DOCUMENT EXTRACT ▸
=== Begin Enclosure ===

Oba of the Kingdom of Benin
- Reign: c. 1334 – c. 1370
- Predecessor: Udagbedo
- Successor: Egbeka
- Died: c. 1370
- Cause of death: Stoning
- Spouse: Elẹrẹ (according to oral traditions)
- Issue: Egbeka; Orobiru; Ogun (later Ewuare); Uwaifiokun;
- House: House of Eweka
- Father: Oguola
- Religion: Edo religion

= Ohen =

Oba of Benin (1334–1370)

Ohen was the eighth Oba ('king') of the Kingdom of Benin, reigning from c. 1334 to c. 1370. (Note: The Kingdom of Benin no longer exists as a governing entity, but the Oba of Benin still rules a tribal kingdom and holds an advisory role in the government of Benin City, Nigeria.) He succeeded Udagbedo and was succeeded by his eldest son, Egbeka. Historical writings, oral traditions, and ritual performances associate Ohen's reign with palace conflict, disability, guild reforms, and the development of Benin ceremonial traditions. Benin court art depicts mudfish-legged royal figures that are often associated with Ohen, although scholars have also interpreted the motif more broadly as an image of divine kingship, Olokun-linked power, royal dependence on elite support, and warning against the abuse of monarchical authority. According to traditional accounts, Ohen became paralysed after many years on the throne and concealed his condition from the court by arranging for attendants to carry him into council chambers before chiefs arrived. His disability was discovered by the Iyase, a leading military chief, whose subsequent execution reportedly provoked unrest that ended in Ohen's death by stoning. Oral traditions and later scholarship connect these events with ideas about divine kingship, legitimacy, and political tensions involving the Ogiamiẹn lineage.

=== End Enclosure ===

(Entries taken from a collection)
=== Begin Enclosure ===

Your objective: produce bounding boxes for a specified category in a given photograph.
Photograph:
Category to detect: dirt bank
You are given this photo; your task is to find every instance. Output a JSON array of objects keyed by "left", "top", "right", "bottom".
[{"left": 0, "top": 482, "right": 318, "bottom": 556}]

=== End Enclosure ===
=== Begin Enclosure ===

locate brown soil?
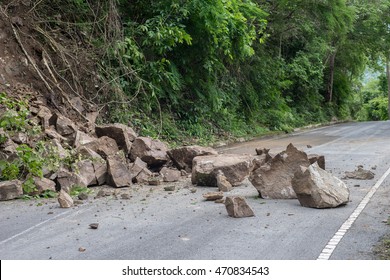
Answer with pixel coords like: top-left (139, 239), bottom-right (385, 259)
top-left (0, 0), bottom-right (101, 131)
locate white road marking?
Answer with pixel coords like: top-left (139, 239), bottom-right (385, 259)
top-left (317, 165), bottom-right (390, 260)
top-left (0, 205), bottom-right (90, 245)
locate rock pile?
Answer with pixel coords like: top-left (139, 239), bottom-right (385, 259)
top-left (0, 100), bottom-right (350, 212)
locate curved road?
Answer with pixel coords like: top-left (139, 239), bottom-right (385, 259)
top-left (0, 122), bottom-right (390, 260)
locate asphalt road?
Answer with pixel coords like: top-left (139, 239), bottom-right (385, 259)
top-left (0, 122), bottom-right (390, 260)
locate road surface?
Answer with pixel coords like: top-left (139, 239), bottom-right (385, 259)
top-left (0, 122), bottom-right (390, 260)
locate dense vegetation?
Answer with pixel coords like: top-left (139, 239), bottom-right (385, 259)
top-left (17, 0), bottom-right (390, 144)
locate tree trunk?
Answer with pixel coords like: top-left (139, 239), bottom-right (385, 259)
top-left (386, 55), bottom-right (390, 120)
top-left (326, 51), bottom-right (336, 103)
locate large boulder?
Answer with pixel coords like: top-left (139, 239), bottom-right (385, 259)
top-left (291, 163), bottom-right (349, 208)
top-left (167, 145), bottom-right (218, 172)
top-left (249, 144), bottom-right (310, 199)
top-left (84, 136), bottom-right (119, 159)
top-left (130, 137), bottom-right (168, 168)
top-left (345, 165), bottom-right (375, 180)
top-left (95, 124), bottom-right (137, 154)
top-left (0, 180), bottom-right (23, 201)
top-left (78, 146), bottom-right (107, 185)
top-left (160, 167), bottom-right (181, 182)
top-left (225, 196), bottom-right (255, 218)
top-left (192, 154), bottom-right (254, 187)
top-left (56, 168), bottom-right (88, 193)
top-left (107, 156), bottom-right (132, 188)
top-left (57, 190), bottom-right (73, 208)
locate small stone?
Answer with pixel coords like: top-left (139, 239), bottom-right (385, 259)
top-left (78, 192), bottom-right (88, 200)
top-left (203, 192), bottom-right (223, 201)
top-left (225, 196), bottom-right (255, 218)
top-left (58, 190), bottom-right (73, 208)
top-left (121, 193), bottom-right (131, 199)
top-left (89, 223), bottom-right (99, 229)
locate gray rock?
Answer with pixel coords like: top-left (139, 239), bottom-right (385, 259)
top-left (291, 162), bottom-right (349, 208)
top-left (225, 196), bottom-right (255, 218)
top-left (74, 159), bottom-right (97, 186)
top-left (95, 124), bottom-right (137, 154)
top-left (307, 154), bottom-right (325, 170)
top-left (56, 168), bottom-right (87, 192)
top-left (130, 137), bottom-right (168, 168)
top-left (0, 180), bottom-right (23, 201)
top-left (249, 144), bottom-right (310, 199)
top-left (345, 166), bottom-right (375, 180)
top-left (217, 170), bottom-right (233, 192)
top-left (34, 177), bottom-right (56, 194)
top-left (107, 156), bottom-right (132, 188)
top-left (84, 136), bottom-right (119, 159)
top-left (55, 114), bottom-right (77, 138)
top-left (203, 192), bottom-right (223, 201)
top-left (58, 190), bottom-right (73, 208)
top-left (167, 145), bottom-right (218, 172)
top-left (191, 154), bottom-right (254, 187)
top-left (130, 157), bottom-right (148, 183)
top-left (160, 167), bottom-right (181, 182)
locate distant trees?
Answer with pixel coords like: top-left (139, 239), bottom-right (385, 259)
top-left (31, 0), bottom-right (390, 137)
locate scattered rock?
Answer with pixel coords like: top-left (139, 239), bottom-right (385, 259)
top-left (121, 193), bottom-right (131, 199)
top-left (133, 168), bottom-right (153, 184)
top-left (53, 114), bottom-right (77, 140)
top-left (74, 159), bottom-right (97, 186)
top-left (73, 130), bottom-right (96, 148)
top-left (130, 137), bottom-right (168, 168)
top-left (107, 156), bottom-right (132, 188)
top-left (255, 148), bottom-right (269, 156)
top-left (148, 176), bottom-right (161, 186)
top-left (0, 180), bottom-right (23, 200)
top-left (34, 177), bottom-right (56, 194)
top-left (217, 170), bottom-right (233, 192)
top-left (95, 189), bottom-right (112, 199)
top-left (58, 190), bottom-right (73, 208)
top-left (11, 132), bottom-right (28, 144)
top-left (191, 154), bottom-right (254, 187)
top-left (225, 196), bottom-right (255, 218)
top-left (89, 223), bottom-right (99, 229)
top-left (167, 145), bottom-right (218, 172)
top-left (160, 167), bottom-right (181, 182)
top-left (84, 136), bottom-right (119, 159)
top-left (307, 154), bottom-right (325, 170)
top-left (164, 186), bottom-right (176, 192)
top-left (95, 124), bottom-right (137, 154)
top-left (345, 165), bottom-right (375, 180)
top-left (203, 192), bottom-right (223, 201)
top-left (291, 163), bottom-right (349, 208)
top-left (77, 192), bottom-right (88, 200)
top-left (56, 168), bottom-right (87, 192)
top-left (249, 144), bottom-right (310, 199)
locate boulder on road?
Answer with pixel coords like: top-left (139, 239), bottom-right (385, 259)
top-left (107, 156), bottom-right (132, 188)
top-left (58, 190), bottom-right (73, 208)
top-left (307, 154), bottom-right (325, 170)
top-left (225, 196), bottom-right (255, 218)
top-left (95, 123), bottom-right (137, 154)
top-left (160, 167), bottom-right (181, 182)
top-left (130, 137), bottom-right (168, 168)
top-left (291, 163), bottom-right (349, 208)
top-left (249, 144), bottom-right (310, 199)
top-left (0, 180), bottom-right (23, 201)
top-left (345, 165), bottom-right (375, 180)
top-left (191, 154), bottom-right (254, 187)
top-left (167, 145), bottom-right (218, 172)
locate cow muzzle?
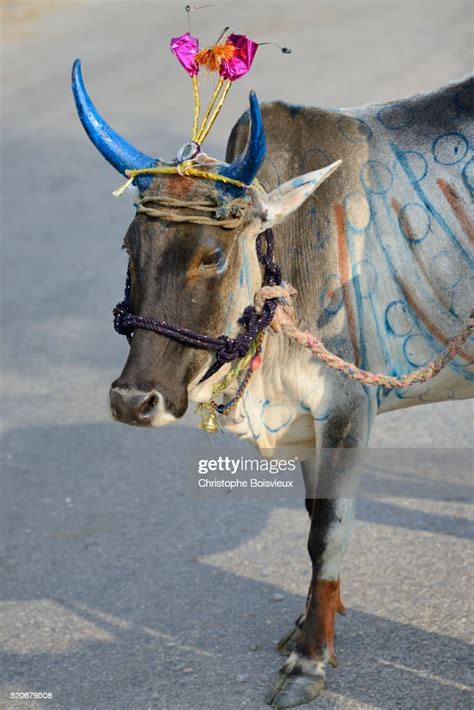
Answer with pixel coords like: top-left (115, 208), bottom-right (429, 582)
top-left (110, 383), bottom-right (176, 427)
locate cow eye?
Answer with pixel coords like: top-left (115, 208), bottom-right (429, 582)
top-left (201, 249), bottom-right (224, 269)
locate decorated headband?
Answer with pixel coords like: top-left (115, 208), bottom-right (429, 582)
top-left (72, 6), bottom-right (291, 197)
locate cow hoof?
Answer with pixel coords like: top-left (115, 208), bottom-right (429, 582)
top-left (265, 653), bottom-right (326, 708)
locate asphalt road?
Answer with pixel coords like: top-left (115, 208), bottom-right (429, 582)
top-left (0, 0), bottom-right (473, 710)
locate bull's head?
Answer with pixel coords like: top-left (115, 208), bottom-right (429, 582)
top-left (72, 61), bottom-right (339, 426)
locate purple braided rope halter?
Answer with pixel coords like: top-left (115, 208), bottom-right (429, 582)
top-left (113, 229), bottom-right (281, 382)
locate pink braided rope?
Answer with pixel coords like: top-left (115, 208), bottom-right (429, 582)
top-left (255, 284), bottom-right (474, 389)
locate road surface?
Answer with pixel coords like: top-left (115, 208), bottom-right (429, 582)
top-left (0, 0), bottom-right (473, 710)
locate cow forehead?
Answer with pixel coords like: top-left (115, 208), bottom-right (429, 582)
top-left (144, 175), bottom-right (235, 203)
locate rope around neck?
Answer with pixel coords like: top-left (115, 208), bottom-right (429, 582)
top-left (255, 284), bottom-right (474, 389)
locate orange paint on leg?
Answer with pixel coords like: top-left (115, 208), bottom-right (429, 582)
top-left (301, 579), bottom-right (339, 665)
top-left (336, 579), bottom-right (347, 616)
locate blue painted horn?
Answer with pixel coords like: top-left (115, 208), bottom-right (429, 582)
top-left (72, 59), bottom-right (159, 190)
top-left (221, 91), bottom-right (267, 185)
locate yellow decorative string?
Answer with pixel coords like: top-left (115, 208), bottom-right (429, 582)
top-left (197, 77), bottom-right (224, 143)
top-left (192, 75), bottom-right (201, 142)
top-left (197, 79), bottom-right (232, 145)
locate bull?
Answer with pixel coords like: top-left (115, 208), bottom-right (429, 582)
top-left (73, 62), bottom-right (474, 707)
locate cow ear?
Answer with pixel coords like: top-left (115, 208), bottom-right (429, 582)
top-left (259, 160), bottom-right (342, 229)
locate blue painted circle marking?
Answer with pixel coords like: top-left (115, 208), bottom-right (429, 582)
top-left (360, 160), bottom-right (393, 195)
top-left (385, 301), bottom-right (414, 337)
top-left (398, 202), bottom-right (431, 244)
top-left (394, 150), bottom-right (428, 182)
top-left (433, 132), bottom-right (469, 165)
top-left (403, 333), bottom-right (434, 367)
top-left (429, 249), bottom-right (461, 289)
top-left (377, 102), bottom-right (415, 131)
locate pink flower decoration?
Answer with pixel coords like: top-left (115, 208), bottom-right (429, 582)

=== End Enclosure ===

WORK TO COMPLETE ▸
(A) Does each statement below agree with the text on Ohen? Answer yes or no for each, quoting the words of the text that decide it.
(i) Ohen's eldest son, Egbeka, succeeded him.
(ii) The Iyase discovered Ohen's paralysis.
(iii) Ohen died of illness.
(B) Pick up the text on Ohen, the eighth Oba of Benin, after its last sentence and continue writing it.

WRITTEN RESPONSES ▸
(A)
(i) Yes: "was succeeded by his eldest son, Egbeka."
(ii) Yes: "His disability was discovered by the Iyase"
(iii) No: "ended in Ohen's death by stoning."

(B)
Several modern studies associate Ohen's reign with the reorganisation of palace guilds, especially weaving guilds connected to the royal court. Traditions also credit him with establishing the Olokun shrine at Urhonigbe and link his reign to ritual practices preserved in annual Iguẹ ceremonies. Stories surrounding his relationship with a woman named Elẹrẹ, together with accounts of secret journeys across the Ikpoba River, are connected in oral traditions to the origins of the Ekoko n'Utẹ masquerade festival.

== Background and accession ==
Centred on the Benin capital, the Kingdom of Benin comprised the capital and several hundred villages. The capital was located in the forest belt at about 80 mi west of the Niger River, in present-day Nigeria's Edo State. Archaeological evidence from the Benin Iya, a network of earthworks dating from the fourteenth to the nineteenth centuries, indicates that it enclosed and connected more than 500 settlements in the Benin and Esan territories. Before the first Portuguese visitors arrived in 1485, Benin was the centre of a politically complex state. The absence of contemporary written evidence makes the chronology of the period before Portuguese contact uncertain. In 1897, British forces captured Benin.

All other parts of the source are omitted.